DO THIS: Reproduce the listing below, replacing every occurrence of "in this picture" with "in this image" and leaving everything else unchanged. Omit the pictures from your answer.

Entries from a pointing dataset
Begin
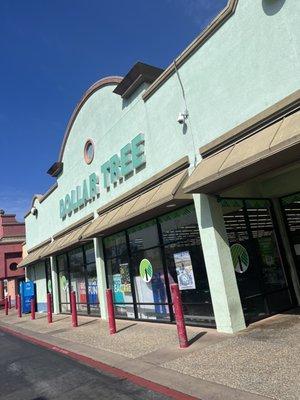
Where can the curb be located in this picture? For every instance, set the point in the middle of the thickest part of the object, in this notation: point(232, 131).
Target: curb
point(155, 387)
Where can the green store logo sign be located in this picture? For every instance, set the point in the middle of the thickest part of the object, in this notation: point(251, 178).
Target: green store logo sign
point(113, 171)
point(146, 270)
point(240, 258)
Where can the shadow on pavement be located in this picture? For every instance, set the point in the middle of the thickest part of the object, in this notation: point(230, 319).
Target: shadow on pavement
point(196, 337)
point(125, 327)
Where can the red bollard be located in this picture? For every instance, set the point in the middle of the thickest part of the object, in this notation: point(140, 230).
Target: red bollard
point(49, 308)
point(32, 308)
point(111, 312)
point(176, 297)
point(19, 306)
point(6, 305)
point(74, 310)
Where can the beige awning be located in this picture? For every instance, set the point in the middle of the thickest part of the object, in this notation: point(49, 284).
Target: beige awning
point(35, 255)
point(142, 206)
point(273, 147)
point(66, 240)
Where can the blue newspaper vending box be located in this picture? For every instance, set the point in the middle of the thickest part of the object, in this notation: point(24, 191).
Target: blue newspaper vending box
point(27, 292)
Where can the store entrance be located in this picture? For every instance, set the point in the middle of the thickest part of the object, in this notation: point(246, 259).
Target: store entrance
point(291, 212)
point(77, 272)
point(257, 257)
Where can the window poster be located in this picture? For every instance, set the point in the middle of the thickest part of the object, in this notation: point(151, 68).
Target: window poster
point(184, 270)
point(125, 278)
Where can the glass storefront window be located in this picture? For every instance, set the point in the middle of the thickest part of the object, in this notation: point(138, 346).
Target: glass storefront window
point(119, 280)
point(187, 268)
point(291, 210)
point(152, 295)
point(89, 253)
point(48, 276)
point(160, 252)
point(256, 256)
point(63, 277)
point(77, 269)
point(77, 278)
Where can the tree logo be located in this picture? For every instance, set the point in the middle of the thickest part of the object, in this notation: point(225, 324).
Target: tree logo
point(146, 270)
point(240, 258)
End
FINISHED TASK:
Where can the curb be located in this image? For every instance, set the point in the middle of the thickest part of the object, in this notation: point(232, 131).
Target: curb
point(155, 387)
Where can the green store logo sign be located in this image? For every instance, set the point in the middle of the thickest part of the object, in this notation: point(251, 178).
Target: green store logo sign
point(113, 171)
point(146, 270)
point(240, 258)
Where can the shadow on pavement be located in this image? For every instance, set the point in the middle of the thickest part of the object, in this notation: point(230, 319).
Target: shadow on pavement
point(196, 337)
point(125, 327)
Where can the red bollard be located in this image? For every instance, set the point in the middle of the thickest part of the object, in this notation: point(140, 230).
Target: red bollard
point(49, 308)
point(32, 308)
point(111, 312)
point(176, 297)
point(19, 306)
point(6, 305)
point(74, 310)
Where can the beige awning be located in this image? For every instance, set the point in the middle of the thickest part of the object, in this notation: point(49, 284).
Target: beige awning
point(35, 255)
point(142, 206)
point(273, 147)
point(66, 240)
Where can the blue newspaper vending box be located in this image? For every instance, set the point in the middle of the thickest part of the object, in this notation: point(24, 191).
Target: blue newspaper vending box
point(27, 292)
Where can the store entrance be located in this image? For every instance, set the point in the middle of the thickest part of the object, in this notation: point(246, 259).
Target: store entrance
point(291, 212)
point(77, 272)
point(257, 257)
Where can the window poster be located in this image? For every instance, set the point in the middle of the thickest part of the object, in this notation: point(151, 68).
Target: window poster
point(184, 270)
point(125, 278)
Where can the glass storefront window be located in this image? For every instance, set the point in the middle of the thickest part of the object, in this notation: point(138, 346).
Target: glass storefront window
point(119, 280)
point(187, 268)
point(291, 210)
point(152, 295)
point(89, 253)
point(48, 276)
point(160, 252)
point(256, 256)
point(63, 277)
point(77, 269)
point(77, 278)
Where can the tree logo be located in this image? For every instance, set the point in the middle of the thickest part of the object, in this notation: point(225, 324).
Target: tree logo
point(146, 270)
point(240, 258)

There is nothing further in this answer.